■ **BRANO**:
-*-
Non sarà lo “straniero” a resuscitare Salvini. - Gad Lerner

Non sarà lo “straniero” a resuscitare Salvini

Nel pomeriggio di martedì 20 agosto dello scorso anno, al Senato, seduto accanto a Giuseppe Conte che ripudiava solennemente l’alleanza con lui e annunciava le dimissioni del suo primo governo, Matteo Salvini non riusciva a trattenere una serie di smorfie facciali. Stava rendendosi conto di avere commesso un errore politico fatale, di quelli che prima o poi si pagano caro.
Più o meno alla stessa ora il procuratore di Agrigento, Luigi Patronaggio, accompagnato da due medici, volava in elicottero a ispezionare la nave Open Arms che aveva raccolto in acque libiche 163 naufraghi, di cui 32 minori. Ne restavano a bordo 83, lasciati ventuno giorni in mare, gli ultimi sette a poche centinaia di metri dal porto. Alcuni si erano buttati in mare, altri avevano compiuto gesti di autolesionismo, per tutti la situazione era divenuta insostenibile. Il magistrato dispose l’immediato sbarco dei migranti e il sequestro della nave. Prese il via un’indagine per rifiuto o omissione di atti d’ufficio.
Salvini, dopo la trionfale vittoria alle elezioni europee del maggio precedente, si sentiva ormai predestinato a diventare il capo dell’Italia. Atteggiandosi a difensore dei confini della patria, minacciata da quei pericolosi invasori, aveva dettato l’ordine di bloccare la Open Arms dallo stabilimento balneare in cui trascorreva le vacanze.
Dopo anni di martellante propaganda era convinto, non del tutto a torto, di aver convinto l’Italia intera che la causa principale dei suoi mali fosse l’immigrazione. Lo avevano assecondato gli alleati del M5S e, di fronte a quell’esibizione di “cattiveria necessaria”, i politici del centrosinistra arretravano intimiditi. Si giunse ad additare come criminali i volontari del soccorso in mare e dell’accoglienza.
Non ho mai pensato che questa pagina vergognosa della nostra storia potesse trovare rimedio per via giudiziaria. C’è per fortuna un’Italia migliore che ha vissuto con disagio l’acquiescenza dei più. Salvini, trascinato all’opposizione dal suo stesso delirio di onnipotenza, fallirà la spallata al nuovo governo. Nel frattempo, purtroppo, anche la doppia tragedia dell’epidemia e della recessione si è incaricata di sovvertire la gerarchia delle paure. Nessuno se la beve più la favola che il pericolo per la povera gente venga dal mare. Ben altre sono le priorità.
-*-
■ **MATERIALE**:
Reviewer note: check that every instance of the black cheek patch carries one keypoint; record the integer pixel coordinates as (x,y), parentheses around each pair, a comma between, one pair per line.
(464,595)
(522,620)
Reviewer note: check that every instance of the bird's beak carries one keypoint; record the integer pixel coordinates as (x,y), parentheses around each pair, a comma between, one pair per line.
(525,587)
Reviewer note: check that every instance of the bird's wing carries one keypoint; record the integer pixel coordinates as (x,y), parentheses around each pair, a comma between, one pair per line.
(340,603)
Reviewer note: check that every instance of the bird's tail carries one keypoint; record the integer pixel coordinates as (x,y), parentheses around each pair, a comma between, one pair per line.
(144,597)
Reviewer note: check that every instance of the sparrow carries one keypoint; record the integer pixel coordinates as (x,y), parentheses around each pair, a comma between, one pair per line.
-*-
Rispondi alle domande seguenti sul brano dedicato a Salvini e alla Open Arms.
1. Quanti naufraghi aveva raccolto la Open Arms in acque libiche?
2. Da quale luogo Salvini aveva dato l'ordine di bloccare la nave?
3. Per quale ipotesi di reato prese il via l'indagine?

1. 163 naufraghi, di cui 32 minori.
2. Dallo stabilimento balneare in cui trascorreva le vacanze.
3. Per rifiuto o omissione di atti d'ufficio.